**EXERCISE DATA:**
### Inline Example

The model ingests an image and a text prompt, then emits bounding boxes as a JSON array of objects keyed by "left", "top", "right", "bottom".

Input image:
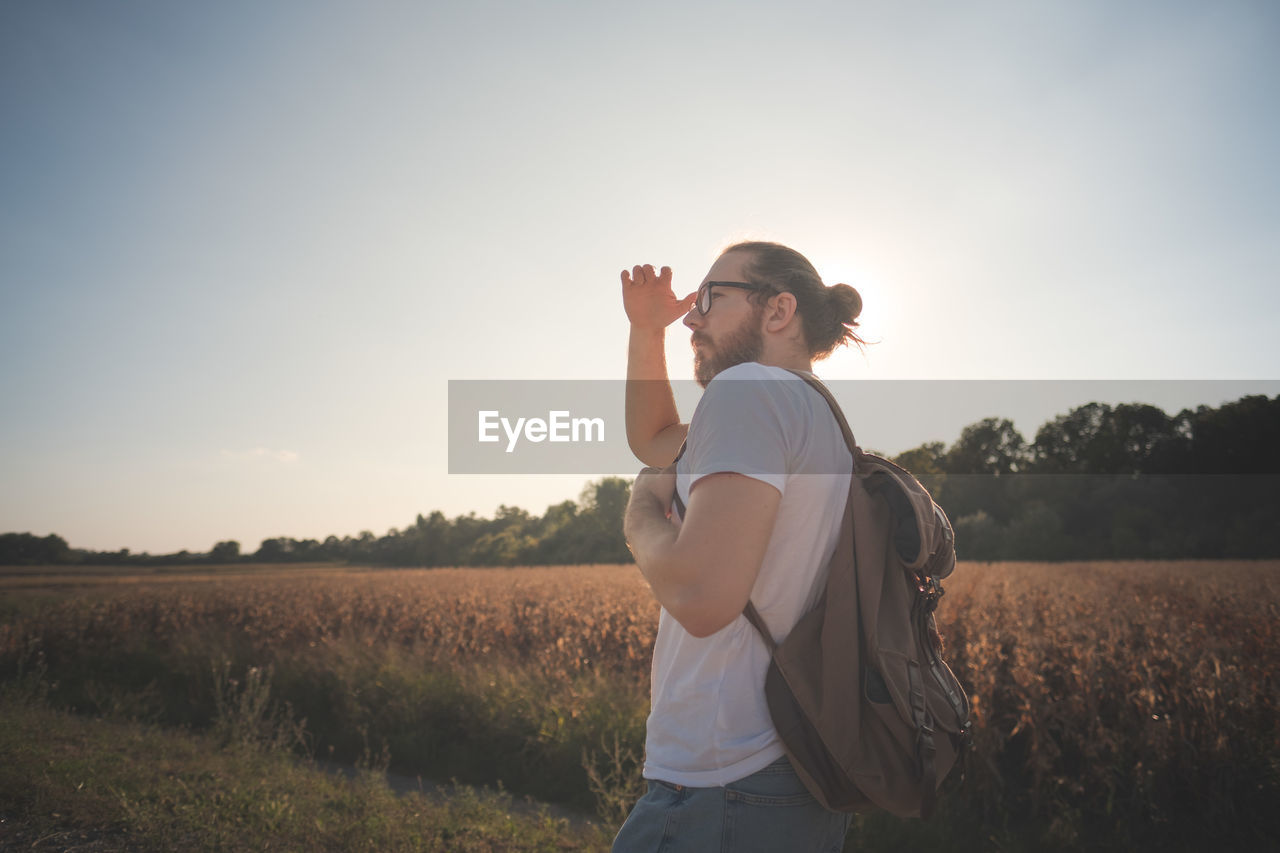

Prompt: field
[{"left": 0, "top": 562, "right": 1280, "bottom": 850}]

**WRITTEN EXERCISE:** Rewrite these lines so that every "image" becomes "photo", changing nothing else, and leave the pictures out of your answer.

**FULL OUTPUT:**
### Inline Example

The model ingests an photo and a text prompt, then emits bounding boxes as a JSON array of objects keyed by "left", "top", "right", "bottom".

Input photo:

Prompt: field
[{"left": 0, "top": 562, "right": 1280, "bottom": 850}]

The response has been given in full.